Required action: Lines from the one containing "Target: bird's head" through the end of the data below are to be transcribed exactly; leave out all others.

Natural-language object grounding data:

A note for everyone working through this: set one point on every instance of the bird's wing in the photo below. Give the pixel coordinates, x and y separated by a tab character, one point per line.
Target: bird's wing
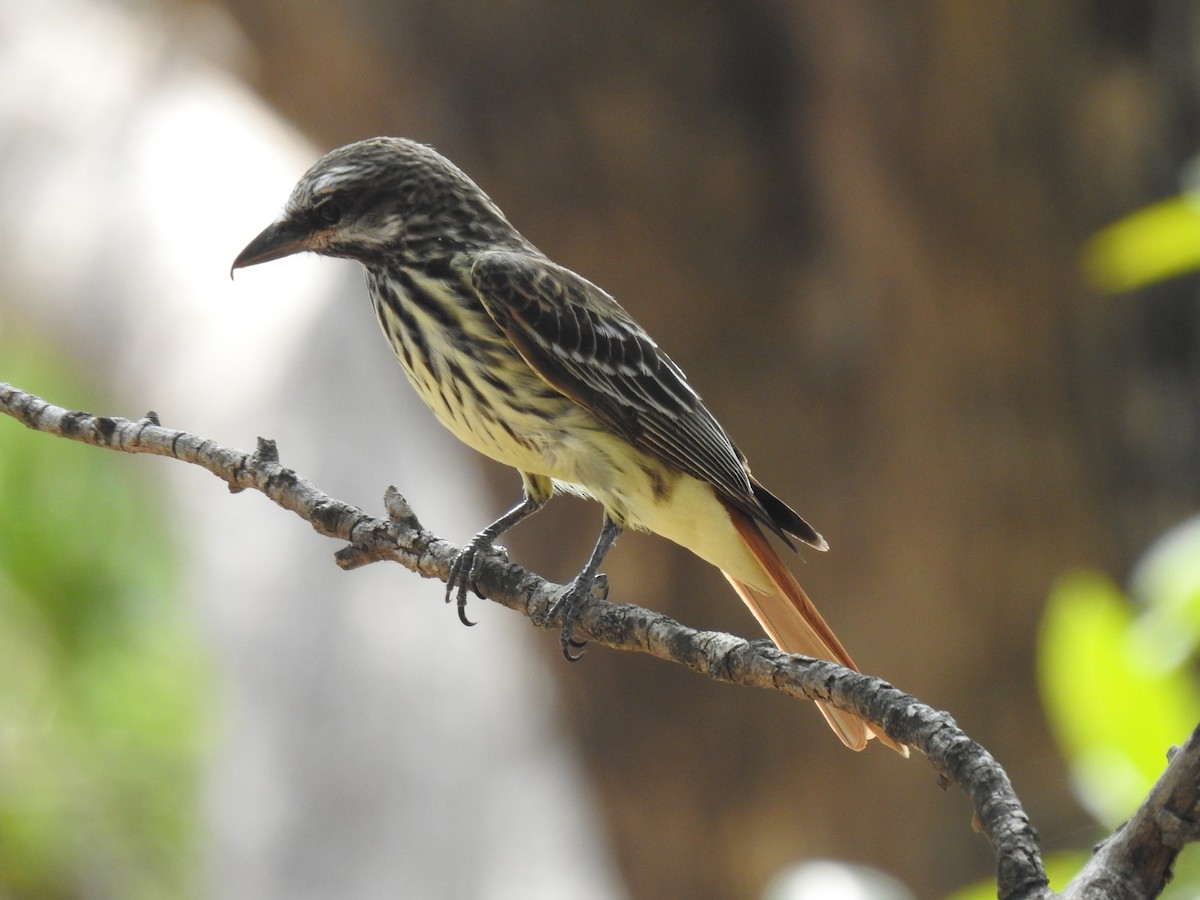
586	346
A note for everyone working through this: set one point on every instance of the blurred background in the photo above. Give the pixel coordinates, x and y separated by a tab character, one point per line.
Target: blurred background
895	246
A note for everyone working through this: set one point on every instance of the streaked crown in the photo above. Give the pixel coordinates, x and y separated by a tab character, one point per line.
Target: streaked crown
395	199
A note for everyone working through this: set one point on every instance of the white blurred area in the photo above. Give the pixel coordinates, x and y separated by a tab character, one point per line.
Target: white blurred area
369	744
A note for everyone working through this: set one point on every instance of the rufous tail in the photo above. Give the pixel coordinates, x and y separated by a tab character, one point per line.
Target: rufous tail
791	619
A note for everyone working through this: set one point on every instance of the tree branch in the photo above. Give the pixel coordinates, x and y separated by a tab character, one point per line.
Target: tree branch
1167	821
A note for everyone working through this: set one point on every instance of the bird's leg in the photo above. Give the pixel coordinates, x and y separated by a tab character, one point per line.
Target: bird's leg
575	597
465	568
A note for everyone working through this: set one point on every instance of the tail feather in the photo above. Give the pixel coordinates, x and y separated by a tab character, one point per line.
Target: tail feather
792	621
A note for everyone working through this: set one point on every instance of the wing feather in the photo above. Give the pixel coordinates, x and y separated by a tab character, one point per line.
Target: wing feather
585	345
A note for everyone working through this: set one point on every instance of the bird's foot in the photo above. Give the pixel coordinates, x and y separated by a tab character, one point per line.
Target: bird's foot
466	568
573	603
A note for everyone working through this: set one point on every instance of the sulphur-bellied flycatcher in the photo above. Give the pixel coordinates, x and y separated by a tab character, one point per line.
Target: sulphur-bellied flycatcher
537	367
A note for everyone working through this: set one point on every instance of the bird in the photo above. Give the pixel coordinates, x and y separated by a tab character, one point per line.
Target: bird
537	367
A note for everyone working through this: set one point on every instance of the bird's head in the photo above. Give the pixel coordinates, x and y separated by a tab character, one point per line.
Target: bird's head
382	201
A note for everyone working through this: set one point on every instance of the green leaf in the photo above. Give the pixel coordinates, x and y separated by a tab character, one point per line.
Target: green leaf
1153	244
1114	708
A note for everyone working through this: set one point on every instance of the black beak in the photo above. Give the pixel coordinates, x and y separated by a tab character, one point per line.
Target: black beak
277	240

Exercise answer:
Target: bird's head
382	201
A note for everyone working through this: set one point on every instance of the green leaf in the photo above. Give the pixel coordinates, x and y separated by a tab character, one point per line.
Target: green leaf
1153	244
1114	708
A note for everyone working through this: set one point on every instance of the black beak in the photo above. Give the pixel coordinates, x and y separated by a tab character, one point per line.
Target: black beak
277	240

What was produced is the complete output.